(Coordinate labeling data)

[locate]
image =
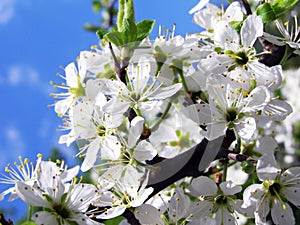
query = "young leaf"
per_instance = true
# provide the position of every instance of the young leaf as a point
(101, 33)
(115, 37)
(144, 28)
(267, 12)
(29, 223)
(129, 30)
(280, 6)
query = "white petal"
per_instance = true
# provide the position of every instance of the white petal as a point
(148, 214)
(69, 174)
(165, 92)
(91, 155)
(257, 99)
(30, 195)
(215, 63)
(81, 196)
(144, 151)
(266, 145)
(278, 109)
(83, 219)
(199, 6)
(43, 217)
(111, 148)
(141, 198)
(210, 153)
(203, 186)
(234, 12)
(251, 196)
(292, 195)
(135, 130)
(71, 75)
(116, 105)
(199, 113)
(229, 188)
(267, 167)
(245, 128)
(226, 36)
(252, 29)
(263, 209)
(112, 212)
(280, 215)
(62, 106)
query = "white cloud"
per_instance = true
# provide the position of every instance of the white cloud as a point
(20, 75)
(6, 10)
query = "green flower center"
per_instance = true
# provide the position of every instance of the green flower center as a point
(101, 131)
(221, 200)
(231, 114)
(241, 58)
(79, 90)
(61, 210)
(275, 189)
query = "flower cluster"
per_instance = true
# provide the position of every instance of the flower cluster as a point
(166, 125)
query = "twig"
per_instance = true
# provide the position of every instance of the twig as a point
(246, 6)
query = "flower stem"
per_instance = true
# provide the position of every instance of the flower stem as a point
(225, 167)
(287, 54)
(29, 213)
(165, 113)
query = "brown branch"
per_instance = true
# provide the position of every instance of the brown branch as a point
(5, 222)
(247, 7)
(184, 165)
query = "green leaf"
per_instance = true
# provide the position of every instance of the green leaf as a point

▶ _Task_
Write out all of the items above line for line, with nothing changed, but leave out the pictures.

▶ _Task answer_
[locate]
image =
query = "young leaf"
per_instance = true
# provide the position of every instance of the young leaf as a point
(101, 33)
(115, 37)
(144, 28)
(267, 12)
(29, 223)
(129, 30)
(280, 6)
query = "white petal"
per_instance = true
# provide the position of every instance of the white petal as a point
(148, 214)
(69, 174)
(165, 92)
(91, 155)
(257, 99)
(30, 195)
(215, 63)
(81, 196)
(144, 151)
(266, 145)
(278, 109)
(83, 219)
(199, 6)
(43, 217)
(111, 148)
(141, 198)
(210, 153)
(203, 186)
(234, 12)
(251, 196)
(292, 195)
(135, 130)
(71, 75)
(116, 105)
(199, 113)
(229, 188)
(267, 167)
(245, 128)
(226, 36)
(252, 29)
(263, 209)
(112, 212)
(280, 215)
(62, 106)
query = "white cloud"
per_instance = true
# provide the position of every instance of the white cloud as a point
(20, 75)
(6, 10)
query = "green flower center"
per_instance = true
# provide the position of every instance of the green flower center as a point
(101, 131)
(221, 200)
(231, 114)
(241, 58)
(79, 90)
(61, 210)
(275, 189)
query = "flower cluster"
per_instance = true
# provide the position of every instance of the flower cluster as a point
(166, 125)
query = "twig"
per_instance = true
# provide the position of every instance of the twig as a point
(246, 6)
query = "flower stem"
per_instance = true
# provide the position of every instance of the flower stem as a point
(225, 167)
(287, 54)
(29, 213)
(165, 113)
query = "brown branch"
per_instance = true
# provide the position of every instance of the brown branch as a point
(5, 222)
(247, 7)
(184, 165)
query = "green leaf"
per_instance = true
# provide the position of every instance of the green leaf as a point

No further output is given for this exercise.